Information given:
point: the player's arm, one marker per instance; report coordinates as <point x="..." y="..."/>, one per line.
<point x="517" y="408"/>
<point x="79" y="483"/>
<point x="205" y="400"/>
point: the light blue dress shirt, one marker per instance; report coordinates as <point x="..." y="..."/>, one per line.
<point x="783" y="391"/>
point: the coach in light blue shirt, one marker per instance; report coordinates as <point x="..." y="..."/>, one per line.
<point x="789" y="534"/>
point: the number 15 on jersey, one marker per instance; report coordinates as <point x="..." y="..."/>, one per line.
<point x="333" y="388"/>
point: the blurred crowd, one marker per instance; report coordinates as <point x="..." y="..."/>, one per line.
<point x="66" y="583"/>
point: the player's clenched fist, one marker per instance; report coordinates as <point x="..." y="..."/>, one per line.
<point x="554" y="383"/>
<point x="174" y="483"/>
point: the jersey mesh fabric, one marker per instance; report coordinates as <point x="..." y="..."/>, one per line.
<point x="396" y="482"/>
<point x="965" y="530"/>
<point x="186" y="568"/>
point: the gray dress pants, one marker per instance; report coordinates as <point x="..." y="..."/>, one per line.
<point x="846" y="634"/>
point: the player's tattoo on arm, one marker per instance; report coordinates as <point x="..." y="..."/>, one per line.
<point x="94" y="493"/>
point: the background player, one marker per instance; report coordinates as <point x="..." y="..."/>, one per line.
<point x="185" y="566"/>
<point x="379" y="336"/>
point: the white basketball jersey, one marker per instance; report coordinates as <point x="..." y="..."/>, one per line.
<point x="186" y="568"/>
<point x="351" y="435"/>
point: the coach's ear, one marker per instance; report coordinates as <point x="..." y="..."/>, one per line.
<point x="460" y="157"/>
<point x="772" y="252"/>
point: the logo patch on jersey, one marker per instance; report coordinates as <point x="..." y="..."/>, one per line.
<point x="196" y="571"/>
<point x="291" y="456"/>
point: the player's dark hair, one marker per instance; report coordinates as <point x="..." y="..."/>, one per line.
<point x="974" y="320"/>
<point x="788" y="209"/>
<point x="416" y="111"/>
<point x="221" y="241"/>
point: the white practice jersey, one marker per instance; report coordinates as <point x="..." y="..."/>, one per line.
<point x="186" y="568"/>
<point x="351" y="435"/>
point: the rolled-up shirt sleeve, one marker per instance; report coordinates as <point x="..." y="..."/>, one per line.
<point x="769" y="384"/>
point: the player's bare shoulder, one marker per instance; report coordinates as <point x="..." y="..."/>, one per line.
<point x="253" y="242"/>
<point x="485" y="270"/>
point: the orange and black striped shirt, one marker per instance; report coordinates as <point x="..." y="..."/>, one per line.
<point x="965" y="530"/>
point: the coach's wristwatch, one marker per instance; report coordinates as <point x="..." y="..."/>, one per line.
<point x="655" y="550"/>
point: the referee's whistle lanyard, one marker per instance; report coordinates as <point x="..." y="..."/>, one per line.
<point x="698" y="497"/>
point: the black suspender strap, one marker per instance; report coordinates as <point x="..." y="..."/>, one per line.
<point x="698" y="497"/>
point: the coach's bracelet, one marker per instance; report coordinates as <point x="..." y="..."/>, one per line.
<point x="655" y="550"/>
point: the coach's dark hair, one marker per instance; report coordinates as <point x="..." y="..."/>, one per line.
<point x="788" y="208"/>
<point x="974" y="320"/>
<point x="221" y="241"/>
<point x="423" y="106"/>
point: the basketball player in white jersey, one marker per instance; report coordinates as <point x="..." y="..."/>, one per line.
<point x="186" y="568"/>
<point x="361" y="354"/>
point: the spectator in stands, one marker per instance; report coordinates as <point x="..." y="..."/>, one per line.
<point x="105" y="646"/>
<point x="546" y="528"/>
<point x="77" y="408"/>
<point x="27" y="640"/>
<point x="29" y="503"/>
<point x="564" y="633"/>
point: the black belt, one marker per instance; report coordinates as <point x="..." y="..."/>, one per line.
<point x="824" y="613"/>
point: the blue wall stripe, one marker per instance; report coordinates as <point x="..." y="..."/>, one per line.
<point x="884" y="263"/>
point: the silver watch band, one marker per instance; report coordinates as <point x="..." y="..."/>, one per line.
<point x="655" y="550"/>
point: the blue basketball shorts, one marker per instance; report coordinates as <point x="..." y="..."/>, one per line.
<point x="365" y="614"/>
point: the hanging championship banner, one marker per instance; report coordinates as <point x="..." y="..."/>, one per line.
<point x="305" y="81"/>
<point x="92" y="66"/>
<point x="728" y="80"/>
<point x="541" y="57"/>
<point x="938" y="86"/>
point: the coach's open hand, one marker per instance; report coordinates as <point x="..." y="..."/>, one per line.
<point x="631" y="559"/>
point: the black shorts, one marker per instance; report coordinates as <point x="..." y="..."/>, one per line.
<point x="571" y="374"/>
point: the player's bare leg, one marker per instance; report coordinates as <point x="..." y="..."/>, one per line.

Work instructions: Copy out all the entries shown above, character for character.

Written response:
point: the player's arm, one marker per instance; report coordinates as <point x="..." y="..."/>, one per line.
<point x="517" y="408"/>
<point x="79" y="483"/>
<point x="205" y="400"/>
point: the light blue dress shirt, one marker per instance; report coordinates as <point x="..." y="..."/>, one per line.
<point x="783" y="391"/>
point: the coach in light blue shirt, one marker per instance; report coordinates as <point x="..." y="..."/>, one per line.
<point x="789" y="534"/>
point: the number 15 on jersey, one marker per instance; report coordinates as <point x="..." y="..."/>, one per line.
<point x="333" y="388"/>
point: the blurred crowd, one marker per instance; report coordinates as <point x="..." y="..."/>, one per line.
<point x="66" y="583"/>
point: the player's clenched fist, one marker per instance; report coordinates as <point x="..." y="..."/>, one per line.
<point x="554" y="383"/>
<point x="174" y="483"/>
point: the jersey mesh fabric, one marker per instance; report coordinates as <point x="..." y="..."/>, one per line.
<point x="396" y="482"/>
<point x="965" y="530"/>
<point x="186" y="568"/>
point: the gray dress pants, one marker per instance; report coordinates as <point x="..." y="..."/>, one per line.
<point x="846" y="634"/>
point: the player's tattoo on arm, one marker per instance; report coordinates as <point x="..." y="..."/>, one per line.
<point x="94" y="493"/>
point: the background player, one marker per instance; report coordinates as <point x="..." y="..."/>, one per line.
<point x="185" y="566"/>
<point x="379" y="336"/>
point: the white basketball jersey, one marker per instance; report coordinates as <point x="..." y="..."/>, one per line.
<point x="186" y="568"/>
<point x="351" y="435"/>
point: the coach's ear, one marker per instance; report coordinates as <point x="..." y="..."/>, one per line.
<point x="460" y="157"/>
<point x="772" y="252"/>
point: the logo patch on jersey, one marker per instance; report coordinates as <point x="..." y="..."/>, one per line.
<point x="196" y="571"/>
<point x="291" y="456"/>
point: the player's dark hair, one marker per instance; report coordinates as <point x="..." y="..."/>, one per line.
<point x="974" y="320"/>
<point x="788" y="209"/>
<point x="416" y="111"/>
<point x="221" y="241"/>
point: the white practice jersey, one marker per instance; report coordinates as <point x="..." y="..."/>, one per line.
<point x="186" y="568"/>
<point x="351" y="435"/>
point: the rolled-up shirt sleeve, one marker per instance; report coordinates as <point x="..." y="..."/>, one per line.
<point x="769" y="384"/>
point: the player's bare shoulder, one marker per instance; report coordinates as <point x="..." y="..."/>, one per line.
<point x="253" y="242"/>
<point x="485" y="270"/>
point: the orange and black striped shirt, one marker per instance; report coordinates as <point x="..." y="..."/>, one per line.
<point x="965" y="530"/>
point: the coach's wristwatch, one marker per instance; report coordinates as <point x="..." y="..."/>, one per line.
<point x="655" y="550"/>
point: the referee's whistle lanyard, one marker per instance; report coordinates as <point x="..." y="..."/>, one per line.
<point x="698" y="497"/>
point: the black suspender strap, one marker per instance; report coordinates as <point x="..." y="..."/>, one per line.
<point x="698" y="497"/>
point: the coach's bracelet, one marker per instance; report coordinates as <point x="..." y="..."/>, one per line.
<point x="655" y="550"/>
point: the coach's dark hair, one marker per instance; report coordinates as <point x="..." y="..."/>, one per line.
<point x="788" y="208"/>
<point x="974" y="320"/>
<point x="221" y="241"/>
<point x="423" y="106"/>
point: the basketball player in white jersey, one marker per instance; report coordinates as <point x="..." y="..."/>, one per line.
<point x="186" y="568"/>
<point x="361" y="354"/>
point: the spectator in stands, one marker per instance; report coordinates as <point x="..." y="..."/>, one per line.
<point x="105" y="646"/>
<point x="546" y="528"/>
<point x="77" y="408"/>
<point x="27" y="640"/>
<point x="29" y="503"/>
<point x="564" y="633"/>
point: the black belt, one marker per instance; report coordinates as <point x="..." y="..."/>, one per line.
<point x="824" y="613"/>
point: the blue wall stripe, one marker per instance; report coordinates as <point x="..." y="..."/>, one per line.
<point x="884" y="263"/>
point: the silver watch band, one marker per instance; report coordinates as <point x="..." y="..."/>, one per line.
<point x="655" y="550"/>
point: the blue basketball shorts, one marker per instance; report coordinates as <point x="..." y="..."/>, one per line.
<point x="365" y="614"/>
point: the hanging championship banner, one marker per instance; report coordinates as <point x="..." y="..."/>, one per line.
<point x="305" y="81"/>
<point x="92" y="66"/>
<point x="728" y="80"/>
<point x="541" y="57"/>
<point x="938" y="86"/>
point: the coach's open hand, one marker per instance; report coordinates as <point x="..." y="..."/>, one per line.
<point x="631" y="559"/>
point: the black shorts, one marker per instance; report coordinates as <point x="..." y="..."/>, one per line.
<point x="571" y="374"/>
point: the player's bare leg, one marker per instance; report coordinates as <point x="..." y="..."/>, one per line.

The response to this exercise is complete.